··· Text for analysis ···

So when I went through some of the more ridiculous headlines, ledes and comments concerning this story, it should be no surprise that NPR kicks off the ridiculous coverage. What does surprise me (a little) is that John Allen was part of it.

NPR with John Allen. NPR’s Sylvia Poggioli interviewed John Allen on All Things Considered:

POGGIOLI: But veteran Vatican correspondent John Allen says the move breaks a longstanding gentlemen’s agreement among divided Christian churches.

ALLEN: That they don’t go fishing in each others’ ponds. They don’t proselytize one another’s members.

OK. Firstly, The Church didn’t go “fishing in” the Anglican pond. The Traditional Anglican Communion crawled out of the Anglican Pond because they thought it was getting a little polluted with the stink of heresy (or maybe they just didn’t like Gene Robinson’s choice of bathing suit), they asked to jump into our pond, and after much deliberation the Pope said, “Come on in. The water’s fine.”

Should the Catholic Church have turned away people who were asking to join? Seems kind of un-Christian to turn them away. Oddly, the BBC clearly liked Allen’s sentiments so much they headlined their story: “Rome goes fishing in Anglican pond.”

But the thing that bugged me in the NPR story was that it was assumed to be a given that Pope Benedict broke a gentleman’s agreement. And Allen, of course, didn’t correct that accusation at all. But hey, breaking a gentleman’s agreement is almost nothing compared to Ruth Gledhill of the UK Times accusing the Pope of an act of war.

Rome parks tanks on Rowan’s lawn

What?! Parks a tank? If anything, Pope Benedict drove a bus, honked its horn outside Rowan’s house and a bunch of Anglicans came-a-running.

But on top of those outlandish headlines you then got your prophecies of doom predicting “this could backfire” on the Church in an editorial from the Kansas City Star:

Conversion works both ways.

That was my thought after seeing the news that the Roman Catholic church will try to poach disaffected Anglicans and bring them back to the fold…Seems as though it may be just as likely that the move to pack the Catholic church with even more conservatives just might send more liberal members of the flock looking for the nearest Episcopal sanctuary.

So the logic of that is it’s bad for the Church to accept converts, I guess. That’s the funny thing about the Church. Anyone can come and go as they please. Nobody keeps you there.

This headline from the Christian Science Monitor was great:

Will Vatican lure Africa’s Anglican anti-gay bishops to Catholic church?

Anti-gay? They don’t attempt to prove the anti-gay accusation. It’s just a given.

But this next one takes the cake because it seems to actually wish or at least predict metaphorical death for the Anglican converts. This headline from Libby Purves of the Times Online reads:

“Converts may choke on raw meat of Catholicism.”

Wow! Libby?! Remind me next week to write something about some Anglicans catching the botchulism of liberalism.

But you see Libby smells a conspiracy. She seems to think that Pope Benedict cleverly timed this announcement to take media attention away from the sexual abuse scandal. Well, that might have been a good strategy…uhm…ten years ago! But I don’t know if Libby’s been comatose or living with the Amish for a while but the abuse scandal actually got mentioned a few times in the media.

And if you know anything about the Vatican’s media strategy it’s that…THE VATICAN HAS NO MEDIA STRATEGY! (See: Holocaust denying SSPX Bishop debacle)

But Libby’s clearly not playing it straight. She’s got a bit of an agenda as she calls transubstantiation a “weird doctrine.” Here’s her closing statement.

“Anglicanism was founded on uneasy compromise, and this has, over centuries, made it kindly and even humble: a mixed salad of a faith. Catholicism is older, darker, strong raw meat. It may choke them.”

How sweet. Mind you, she’s not hoping they all choke, she’s just pointing out that it might happen.

So I’m thinking we take the tank that Ruth Gledhill seems to think that Pope Benedict has. We commandeer it for a few hours, park it on the lawns of the media. Steady…Aim…(Now I’m not predicting the tank will fire. I’m just saying it might.)

···

_Task requirements_.
a) In the commentary on media coverage, which newspaper ran the editorial predicting that the move "could backfire" on the Church?
b) In the commentary on media coverage, give the part that opens with the words "Wow! Libby?! Remind" and closes with "SSPX Bishop debacle)" again, substituting "abuse crisis" for "abuse scandal".

··· Material shown ···

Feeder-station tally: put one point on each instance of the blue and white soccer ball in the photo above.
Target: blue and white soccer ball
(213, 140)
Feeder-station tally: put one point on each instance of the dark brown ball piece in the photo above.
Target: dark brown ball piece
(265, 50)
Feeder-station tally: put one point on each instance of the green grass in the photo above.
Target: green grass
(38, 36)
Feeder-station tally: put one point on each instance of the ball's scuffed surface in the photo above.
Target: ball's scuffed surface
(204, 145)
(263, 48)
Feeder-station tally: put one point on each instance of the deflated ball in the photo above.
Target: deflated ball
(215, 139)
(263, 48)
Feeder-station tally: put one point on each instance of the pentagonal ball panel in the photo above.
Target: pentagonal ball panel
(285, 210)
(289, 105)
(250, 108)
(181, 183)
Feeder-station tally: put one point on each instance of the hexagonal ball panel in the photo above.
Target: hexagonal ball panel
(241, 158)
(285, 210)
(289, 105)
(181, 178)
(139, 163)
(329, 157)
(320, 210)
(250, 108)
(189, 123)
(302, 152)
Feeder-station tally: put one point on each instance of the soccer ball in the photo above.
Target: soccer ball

···

_Per-task answers_.
a) The Kansas City Star.

b)
Wow! Libby?! Remind me next week to write something about some Anglicans catching the botchulism of liberalism.

But you see Libby smells a conspiracy. She seems to think that Pope Benedict cleverly timed this announcement to take media attention away from the sexual abuse crisis. Well, that might have been a good strategy…uhm…ten years ago! But I don’t know if Libby’s been comatose or living with the Amish for a while but the abuse crisis actually got mentioned a few times in the media.

And if you know anything about the Vatican’s media strategy it’s that…THE VATICAN HAS NO MEDIA STRATEGY! (See: Holocaust denying SSPX Bishop debacle)